Do this>
Lay out every one of the records below as a numbered list, leaving out any blank lines.

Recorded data
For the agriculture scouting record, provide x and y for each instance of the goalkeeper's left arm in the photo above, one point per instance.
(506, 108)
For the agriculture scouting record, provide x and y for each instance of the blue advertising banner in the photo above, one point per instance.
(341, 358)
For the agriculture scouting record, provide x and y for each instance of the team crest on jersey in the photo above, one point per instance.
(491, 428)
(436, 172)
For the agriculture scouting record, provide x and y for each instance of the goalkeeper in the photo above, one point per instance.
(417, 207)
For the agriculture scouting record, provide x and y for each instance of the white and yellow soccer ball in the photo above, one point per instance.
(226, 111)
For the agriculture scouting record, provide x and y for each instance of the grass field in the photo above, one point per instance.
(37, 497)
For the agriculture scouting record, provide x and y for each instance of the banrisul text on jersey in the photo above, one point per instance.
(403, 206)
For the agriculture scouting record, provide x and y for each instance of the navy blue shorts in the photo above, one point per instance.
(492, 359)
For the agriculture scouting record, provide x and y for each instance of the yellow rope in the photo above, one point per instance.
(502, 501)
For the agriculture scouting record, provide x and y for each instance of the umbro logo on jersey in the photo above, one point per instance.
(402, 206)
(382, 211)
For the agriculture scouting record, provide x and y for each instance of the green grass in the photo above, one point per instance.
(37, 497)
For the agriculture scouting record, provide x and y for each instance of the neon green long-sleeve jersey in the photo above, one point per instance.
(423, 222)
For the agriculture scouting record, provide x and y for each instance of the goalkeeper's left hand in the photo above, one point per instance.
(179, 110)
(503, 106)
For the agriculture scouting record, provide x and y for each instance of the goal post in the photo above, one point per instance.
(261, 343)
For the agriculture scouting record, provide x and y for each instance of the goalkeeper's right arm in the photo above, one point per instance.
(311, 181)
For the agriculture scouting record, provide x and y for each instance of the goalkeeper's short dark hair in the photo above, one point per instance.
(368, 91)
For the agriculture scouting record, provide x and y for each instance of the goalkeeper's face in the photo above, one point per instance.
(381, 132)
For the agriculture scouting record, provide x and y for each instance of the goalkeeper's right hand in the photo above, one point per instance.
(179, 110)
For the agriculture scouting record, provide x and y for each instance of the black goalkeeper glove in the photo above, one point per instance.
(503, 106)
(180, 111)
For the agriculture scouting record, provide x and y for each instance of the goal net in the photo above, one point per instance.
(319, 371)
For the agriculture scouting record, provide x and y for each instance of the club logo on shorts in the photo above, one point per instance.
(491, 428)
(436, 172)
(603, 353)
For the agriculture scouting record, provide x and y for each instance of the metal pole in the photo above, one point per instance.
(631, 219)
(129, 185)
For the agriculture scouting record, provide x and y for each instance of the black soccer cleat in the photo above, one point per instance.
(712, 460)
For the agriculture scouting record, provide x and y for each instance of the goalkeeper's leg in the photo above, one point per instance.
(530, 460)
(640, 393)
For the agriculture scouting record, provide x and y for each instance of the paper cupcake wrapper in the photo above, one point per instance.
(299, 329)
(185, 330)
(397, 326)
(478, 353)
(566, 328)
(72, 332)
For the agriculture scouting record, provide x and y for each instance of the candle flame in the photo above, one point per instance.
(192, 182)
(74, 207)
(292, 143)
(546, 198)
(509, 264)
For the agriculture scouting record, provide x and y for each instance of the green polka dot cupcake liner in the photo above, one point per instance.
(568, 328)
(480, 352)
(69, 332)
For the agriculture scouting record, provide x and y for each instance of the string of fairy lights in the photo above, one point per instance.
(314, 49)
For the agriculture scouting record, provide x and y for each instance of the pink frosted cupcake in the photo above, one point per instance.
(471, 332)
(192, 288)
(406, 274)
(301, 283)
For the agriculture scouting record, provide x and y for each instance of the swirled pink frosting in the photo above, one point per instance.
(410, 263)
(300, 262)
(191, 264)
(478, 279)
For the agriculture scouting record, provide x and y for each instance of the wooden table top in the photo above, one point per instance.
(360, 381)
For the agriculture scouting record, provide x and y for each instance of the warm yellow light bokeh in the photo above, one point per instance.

Response to this task>
1. For the agriculture scouting record, provide x and y for each instance of the goalkeeper's left arm in the photo above, one point per instance.
2. (506, 108)
3. For the agriculture scouting record, provide x and y for each instance of the blue advertising banner in the photo above, one point per instance.
4. (341, 358)
5. For the agriculture scouting record, provide x and y for each instance of the team crest on jersey in the photo above, one point per instance.
6. (491, 428)
7. (436, 172)
8. For the agriculture scouting record, provide x and y for each instance of the goalkeeper in the photo above, one point per instance.
9. (417, 207)
10. For the agriculture scouting record, provide x and y for each instance of the white and yellow soccer ball in the photo above, one point per instance.
11. (226, 111)
12. For the agriculture scouting record, provide x and y for each instance of the grass field in the photo above, one point per instance.
13. (37, 497)
14. For the agriculture scouting record, provide x and y for each instance of the banrisul text on jersey in the photo above, one point per instance.
15. (403, 206)
16. For the agriculture scouting record, provide x and y for each instance of the navy blue shorts in the photo above, one point per instance.
17. (492, 359)
18. For the agriculture scouting record, provide x and y for each instance of the yellow rope in the photo above, one point per instance.
19. (502, 501)
20. For the agriculture scouting record, provide x and y for each instance of the umbro logo on jersey in the photo above, one point per instance.
21. (402, 206)
22. (382, 211)
23. For the agriculture scouting record, provide x and y for each instance of the green grass in the photo above, one point per instance.
24. (37, 497)
25. For the agriculture scouting record, provide x and y for each instance of the neon green long-sleeve jersey in the photo above, one point per instance.
26. (423, 222)
27. For the agriculture scouting record, provide x and y for each instance of the goalkeeper's left hand in the photo above, one point per instance.
28. (179, 110)
29. (503, 106)
30. For the agriculture scouting record, provide x and y for each instance of the goal post in the photo above, one point per instance.
31. (261, 343)
32. For the agriculture scouting record, provide x and y for each instance of the goalkeeper's right arm in the photo above, one point per instance.
33. (311, 181)
34. For the agriculture scouting record, provide x and y for each instance of the goalkeeper's short dark hair in the photo above, one point per instance.
35. (368, 91)
36. For the agriculture scouting record, provide x and y for each instance of the goalkeeper's face in the photo above, one point per instance.
37. (381, 132)
38. For the agriculture scouting record, provide x and y for each instance of the goalkeeper's right hand in the photo above, one point per instance.
39. (179, 110)
40. For the agriculture scouting record, provide x and y for each instance of the black goalkeeper glove in the photo above, one point per instance.
41. (503, 106)
42. (180, 111)
43. For the agriculture scouting record, provide x and y for each instance of the goal net in the photo above, one point per instance.
44. (319, 371)
45. For the agriculture scouting record, provide x and y for each instance of the club logo on shorts in the photo above, one point per instance.
46. (491, 428)
47. (436, 172)
48. (603, 353)
49. For the agriculture scouting record, provide x and y for each instance of the metal pole in the photo above, one point per instance.
50. (631, 219)
51. (129, 185)
52. For the agriculture scouting record, provide x and y for each instance of the black soccer cleat in the photo above, one point per instance.
53. (712, 460)
54. For the agriculture scouting record, provide x and y for each instance of the goalkeeper's leg in the photo above, one point per instance.
55. (530, 460)
56. (640, 393)
57. For the agriculture scouting record, provide x and y for each instance of the paper cupcake wrapper in the photo above, one point per instance.
58. (299, 329)
59. (185, 330)
60. (397, 326)
61. (478, 353)
62. (566, 328)
63. (72, 332)
64. For the agriculture scouting record, provide x and y for each instance of the candle flame in the photo above, one point per instance.
65. (192, 182)
66. (74, 207)
67. (292, 143)
68. (546, 198)
69. (509, 264)
70. For the agriculture scouting record, provide x and y for each instance of the green polka dot cupcake liner in the photo above, one point per instance.
71. (568, 328)
72. (480, 352)
73. (69, 332)
74. For the agriculture scouting record, provide x and y for each instance of the string of fairy lights in the photo above, one point per instance.
75. (314, 49)
76. For the agriculture scouting record, provide x and y for each instance of the pink frosted cupcake in the photo above, one point per instance.
77. (471, 332)
78. (192, 288)
79. (406, 274)
80. (301, 283)
81. For the agriculture scouting record, provide x and y for each instance of the swirled pink frosting in the photo above, one point per instance.
82. (410, 263)
83. (300, 262)
84. (191, 264)
85. (478, 279)
86. For the agriculture scouting record, provide x and y for each instance of the wooden table top in the photo above, one point per instance.
87. (360, 381)
88. For the agriculture scouting record, provide x and y for each instance of the warm yellow light bokeh in the photo above, one point per instance.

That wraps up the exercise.